**Requirement:**
Look below for the line with "like [(265, 6)].", then repeat it and all lines after it, exactly, minus any pictures.

**Information supplied:**
--

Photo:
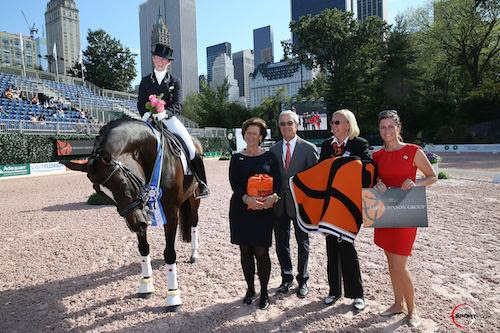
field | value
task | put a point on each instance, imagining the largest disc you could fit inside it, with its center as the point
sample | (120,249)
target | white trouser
(175,126)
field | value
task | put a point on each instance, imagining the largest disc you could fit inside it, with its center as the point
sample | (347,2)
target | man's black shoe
(284,286)
(303,290)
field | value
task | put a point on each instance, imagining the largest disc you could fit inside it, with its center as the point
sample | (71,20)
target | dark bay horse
(122,161)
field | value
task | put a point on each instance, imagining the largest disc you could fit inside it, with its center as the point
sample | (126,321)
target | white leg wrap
(171,277)
(173,294)
(146,285)
(194,241)
(147,270)
(175,126)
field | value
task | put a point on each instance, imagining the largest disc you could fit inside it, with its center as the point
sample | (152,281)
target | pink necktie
(287,156)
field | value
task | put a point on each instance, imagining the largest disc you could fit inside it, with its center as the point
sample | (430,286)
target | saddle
(173,143)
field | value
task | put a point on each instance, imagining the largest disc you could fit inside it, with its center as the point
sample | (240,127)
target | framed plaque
(394,208)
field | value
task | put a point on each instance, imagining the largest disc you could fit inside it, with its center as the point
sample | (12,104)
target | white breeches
(175,126)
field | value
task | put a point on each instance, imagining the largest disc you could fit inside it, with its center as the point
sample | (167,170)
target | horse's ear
(75,166)
(105,156)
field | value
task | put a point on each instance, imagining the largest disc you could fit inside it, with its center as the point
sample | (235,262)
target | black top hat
(163,51)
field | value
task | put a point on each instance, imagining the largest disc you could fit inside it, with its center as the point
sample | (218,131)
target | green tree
(108,64)
(468,33)
(211,107)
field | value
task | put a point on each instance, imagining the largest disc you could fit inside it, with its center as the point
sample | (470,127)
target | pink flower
(156,104)
(153,99)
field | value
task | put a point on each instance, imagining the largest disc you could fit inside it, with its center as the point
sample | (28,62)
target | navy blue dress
(251,227)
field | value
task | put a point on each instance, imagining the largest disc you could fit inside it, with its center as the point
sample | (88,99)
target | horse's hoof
(144,295)
(173,308)
(146,286)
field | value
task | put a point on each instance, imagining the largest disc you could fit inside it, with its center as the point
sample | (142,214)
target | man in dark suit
(342,257)
(295,155)
(162,82)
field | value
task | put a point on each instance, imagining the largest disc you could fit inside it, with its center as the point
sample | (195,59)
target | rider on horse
(162,82)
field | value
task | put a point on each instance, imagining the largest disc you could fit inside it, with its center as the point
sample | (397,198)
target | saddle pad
(327,196)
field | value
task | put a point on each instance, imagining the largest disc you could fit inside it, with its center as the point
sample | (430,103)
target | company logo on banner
(14,170)
(74,147)
(394,208)
(47,167)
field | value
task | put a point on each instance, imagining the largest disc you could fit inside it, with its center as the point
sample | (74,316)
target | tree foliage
(438,65)
(108,64)
(468,33)
(211,107)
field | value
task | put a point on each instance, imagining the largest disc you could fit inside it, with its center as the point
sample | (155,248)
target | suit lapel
(296,154)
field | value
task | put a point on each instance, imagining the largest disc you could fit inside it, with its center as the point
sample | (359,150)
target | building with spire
(368,8)
(160,34)
(62,23)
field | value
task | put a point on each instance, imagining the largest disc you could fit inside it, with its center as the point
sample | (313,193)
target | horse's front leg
(173,295)
(146,286)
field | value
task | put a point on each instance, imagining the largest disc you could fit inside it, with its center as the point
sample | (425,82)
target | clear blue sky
(217,21)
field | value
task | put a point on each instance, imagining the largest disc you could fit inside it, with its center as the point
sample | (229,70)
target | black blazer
(357,147)
(170,87)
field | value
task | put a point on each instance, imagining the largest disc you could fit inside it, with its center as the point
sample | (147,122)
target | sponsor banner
(47,167)
(394,208)
(14,170)
(74,147)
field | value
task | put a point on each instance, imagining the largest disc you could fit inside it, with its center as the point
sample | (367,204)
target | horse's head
(115,166)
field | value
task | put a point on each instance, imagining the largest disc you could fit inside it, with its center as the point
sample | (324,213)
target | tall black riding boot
(199,172)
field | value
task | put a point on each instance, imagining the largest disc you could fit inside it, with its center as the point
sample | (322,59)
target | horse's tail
(188,217)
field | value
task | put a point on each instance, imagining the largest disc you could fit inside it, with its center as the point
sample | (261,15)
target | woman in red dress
(397,164)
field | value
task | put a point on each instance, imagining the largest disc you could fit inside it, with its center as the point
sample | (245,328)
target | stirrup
(204,194)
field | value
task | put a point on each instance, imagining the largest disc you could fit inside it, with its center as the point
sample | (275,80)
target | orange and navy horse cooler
(327,196)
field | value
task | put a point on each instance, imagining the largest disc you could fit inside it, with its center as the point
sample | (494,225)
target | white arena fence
(48,127)
(75,128)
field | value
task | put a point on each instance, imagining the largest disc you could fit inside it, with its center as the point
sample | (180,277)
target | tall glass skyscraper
(180,18)
(213,52)
(313,7)
(263,45)
(243,62)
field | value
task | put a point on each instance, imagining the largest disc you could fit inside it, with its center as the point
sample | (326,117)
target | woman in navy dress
(251,218)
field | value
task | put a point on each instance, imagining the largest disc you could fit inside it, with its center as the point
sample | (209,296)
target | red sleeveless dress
(393,168)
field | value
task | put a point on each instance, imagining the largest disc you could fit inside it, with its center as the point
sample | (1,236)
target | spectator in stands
(162,82)
(9,93)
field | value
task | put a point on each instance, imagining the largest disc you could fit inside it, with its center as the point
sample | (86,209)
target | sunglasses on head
(388,113)
(286,123)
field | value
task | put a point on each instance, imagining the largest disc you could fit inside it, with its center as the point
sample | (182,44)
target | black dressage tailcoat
(170,87)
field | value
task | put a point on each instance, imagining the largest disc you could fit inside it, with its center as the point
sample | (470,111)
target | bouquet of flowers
(433,157)
(156,104)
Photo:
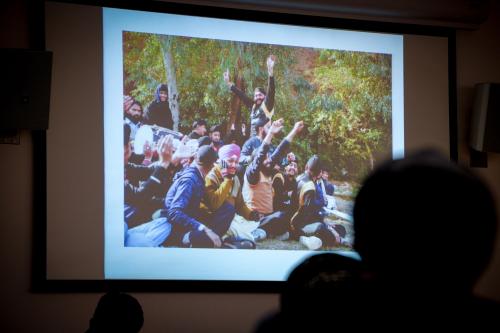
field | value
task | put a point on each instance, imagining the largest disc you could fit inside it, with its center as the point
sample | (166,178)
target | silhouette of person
(117,312)
(324,292)
(425,230)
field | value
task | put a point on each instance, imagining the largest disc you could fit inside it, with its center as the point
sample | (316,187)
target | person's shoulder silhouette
(117,312)
(425,227)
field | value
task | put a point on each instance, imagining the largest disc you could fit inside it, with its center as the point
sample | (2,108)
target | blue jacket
(183,200)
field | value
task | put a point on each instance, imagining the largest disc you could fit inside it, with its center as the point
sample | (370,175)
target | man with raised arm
(258,179)
(262,104)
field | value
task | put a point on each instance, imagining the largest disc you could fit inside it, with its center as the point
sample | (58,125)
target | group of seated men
(221,195)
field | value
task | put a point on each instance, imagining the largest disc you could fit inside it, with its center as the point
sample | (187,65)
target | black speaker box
(485,131)
(25,89)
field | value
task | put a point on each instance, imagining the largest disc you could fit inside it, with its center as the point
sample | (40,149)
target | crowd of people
(420,260)
(208,189)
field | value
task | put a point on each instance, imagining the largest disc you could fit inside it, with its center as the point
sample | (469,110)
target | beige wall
(21,311)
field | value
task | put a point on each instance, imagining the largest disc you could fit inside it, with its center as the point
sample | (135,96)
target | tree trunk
(370,157)
(173,95)
(235,112)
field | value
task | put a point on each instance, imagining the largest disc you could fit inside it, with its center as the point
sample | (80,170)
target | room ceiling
(464,14)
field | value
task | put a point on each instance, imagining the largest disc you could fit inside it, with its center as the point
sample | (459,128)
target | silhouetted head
(117,312)
(425,222)
(322,291)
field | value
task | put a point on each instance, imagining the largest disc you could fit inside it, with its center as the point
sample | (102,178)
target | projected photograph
(248,146)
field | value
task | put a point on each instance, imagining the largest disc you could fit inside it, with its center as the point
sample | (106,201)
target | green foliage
(343,97)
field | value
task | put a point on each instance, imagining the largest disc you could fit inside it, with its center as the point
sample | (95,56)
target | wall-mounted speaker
(485,129)
(25,89)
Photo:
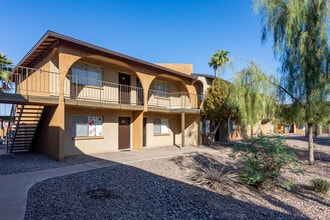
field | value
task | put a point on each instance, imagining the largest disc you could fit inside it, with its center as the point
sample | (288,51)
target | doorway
(124,134)
(144,132)
(124,88)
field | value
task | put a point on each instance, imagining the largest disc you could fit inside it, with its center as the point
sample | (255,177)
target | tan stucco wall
(55,138)
(109,140)
(183,68)
(174,136)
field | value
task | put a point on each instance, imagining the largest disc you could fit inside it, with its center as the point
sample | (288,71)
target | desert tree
(218,61)
(254,95)
(216,106)
(299,32)
(4,72)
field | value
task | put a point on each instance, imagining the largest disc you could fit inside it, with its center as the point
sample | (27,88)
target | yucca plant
(263,160)
(320,185)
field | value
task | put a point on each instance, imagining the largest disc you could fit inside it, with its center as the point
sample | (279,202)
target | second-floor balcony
(43,87)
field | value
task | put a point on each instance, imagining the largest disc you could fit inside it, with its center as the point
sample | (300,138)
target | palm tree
(4,73)
(218,60)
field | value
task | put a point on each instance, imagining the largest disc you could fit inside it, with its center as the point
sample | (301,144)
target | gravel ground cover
(27,161)
(167,189)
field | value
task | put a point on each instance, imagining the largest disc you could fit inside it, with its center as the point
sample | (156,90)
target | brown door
(139,91)
(144,132)
(124,135)
(124,88)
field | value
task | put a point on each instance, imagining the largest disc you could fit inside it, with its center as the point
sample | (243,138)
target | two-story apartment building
(73,98)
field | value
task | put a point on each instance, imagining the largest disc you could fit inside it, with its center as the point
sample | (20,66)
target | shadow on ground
(127,192)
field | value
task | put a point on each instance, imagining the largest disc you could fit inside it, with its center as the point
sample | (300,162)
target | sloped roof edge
(50,37)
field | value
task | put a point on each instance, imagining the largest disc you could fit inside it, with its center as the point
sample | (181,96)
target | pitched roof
(50,39)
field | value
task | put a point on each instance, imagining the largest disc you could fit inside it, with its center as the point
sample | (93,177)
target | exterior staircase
(23,127)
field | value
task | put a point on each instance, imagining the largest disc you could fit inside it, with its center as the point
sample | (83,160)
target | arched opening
(168,92)
(97,78)
(199,91)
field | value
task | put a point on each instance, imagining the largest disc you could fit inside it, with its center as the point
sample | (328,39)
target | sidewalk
(14,187)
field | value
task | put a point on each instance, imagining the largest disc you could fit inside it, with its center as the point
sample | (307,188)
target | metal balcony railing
(28,81)
(43,83)
(177,100)
(80,88)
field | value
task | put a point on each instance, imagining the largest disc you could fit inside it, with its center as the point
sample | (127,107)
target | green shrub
(263,160)
(214,176)
(320,185)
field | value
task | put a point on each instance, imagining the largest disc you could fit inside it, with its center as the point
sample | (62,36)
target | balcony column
(137,130)
(183,123)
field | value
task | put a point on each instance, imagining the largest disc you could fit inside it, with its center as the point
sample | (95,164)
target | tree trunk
(251,131)
(310,144)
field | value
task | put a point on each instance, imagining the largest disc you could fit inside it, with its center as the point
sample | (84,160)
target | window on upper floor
(86,74)
(160,126)
(161,89)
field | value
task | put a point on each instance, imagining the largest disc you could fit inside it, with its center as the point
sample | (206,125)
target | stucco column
(183,125)
(137,130)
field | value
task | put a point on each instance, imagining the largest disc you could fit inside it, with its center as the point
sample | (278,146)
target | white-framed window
(233,125)
(161,88)
(161,126)
(86,74)
(86,126)
(206,125)
(302,127)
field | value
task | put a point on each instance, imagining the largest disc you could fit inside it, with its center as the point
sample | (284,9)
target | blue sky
(158,31)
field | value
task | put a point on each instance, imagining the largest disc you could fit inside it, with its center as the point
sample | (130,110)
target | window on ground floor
(86,126)
(206,125)
(160,126)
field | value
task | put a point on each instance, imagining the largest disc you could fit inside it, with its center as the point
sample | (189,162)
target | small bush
(320,185)
(263,160)
(215,176)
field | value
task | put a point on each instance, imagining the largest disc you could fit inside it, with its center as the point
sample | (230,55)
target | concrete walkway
(14,187)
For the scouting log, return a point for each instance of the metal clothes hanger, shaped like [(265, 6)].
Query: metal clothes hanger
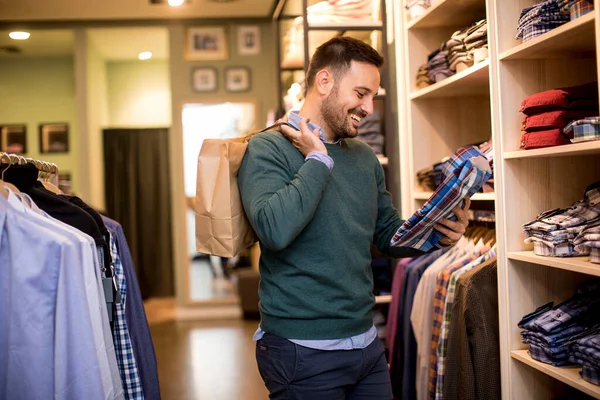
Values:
[(7, 157)]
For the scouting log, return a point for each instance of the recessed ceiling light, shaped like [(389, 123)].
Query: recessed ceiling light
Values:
[(145, 55), (19, 35)]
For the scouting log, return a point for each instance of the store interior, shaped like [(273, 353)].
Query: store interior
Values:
[(118, 98)]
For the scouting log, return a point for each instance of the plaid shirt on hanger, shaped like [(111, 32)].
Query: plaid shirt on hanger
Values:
[(417, 232), (438, 358), (595, 256), (132, 384), (583, 130), (591, 375), (580, 8)]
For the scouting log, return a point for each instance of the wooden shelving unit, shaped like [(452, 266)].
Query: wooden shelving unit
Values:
[(575, 149), (568, 375), (575, 264), (481, 103), (474, 80)]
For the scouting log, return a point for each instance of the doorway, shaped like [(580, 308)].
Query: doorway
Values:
[(137, 178)]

--

**Response to this task:**
For the scouting log, return a point for each instance of the metal clothes hanger, shaped like [(265, 6)].
Query: metal clothes hanger
Values:
[(7, 157)]
For the scouting log, return a point for each instance of the recessed ceiling light, shaped like [(389, 123)].
Query: recessed ceiling light
Values:
[(145, 55), (19, 35)]
For the scouting log, return a point for each instance of the store interior, shaped like [(273, 353)].
Query: store interior
Values:
[(118, 98)]
For the scouting log, return a point for each instance of the plaid shirt on hanger, shaped like [(111, 32)].
Query: plaid shirt on hanger
Values:
[(417, 232), (438, 358), (595, 256), (132, 384), (583, 130), (591, 375), (580, 8)]
For the scouting log, return a point for each instance of the wooden shelving unit, shaped like [(452, 266)].
Query: wooden shelving unit
Values:
[(575, 149), (568, 375), (575, 264), (481, 103), (474, 80)]
For the scouting log, return a point for each instance of the doorway, shaped like [(580, 308)].
Query: doorway
Values:
[(137, 178)]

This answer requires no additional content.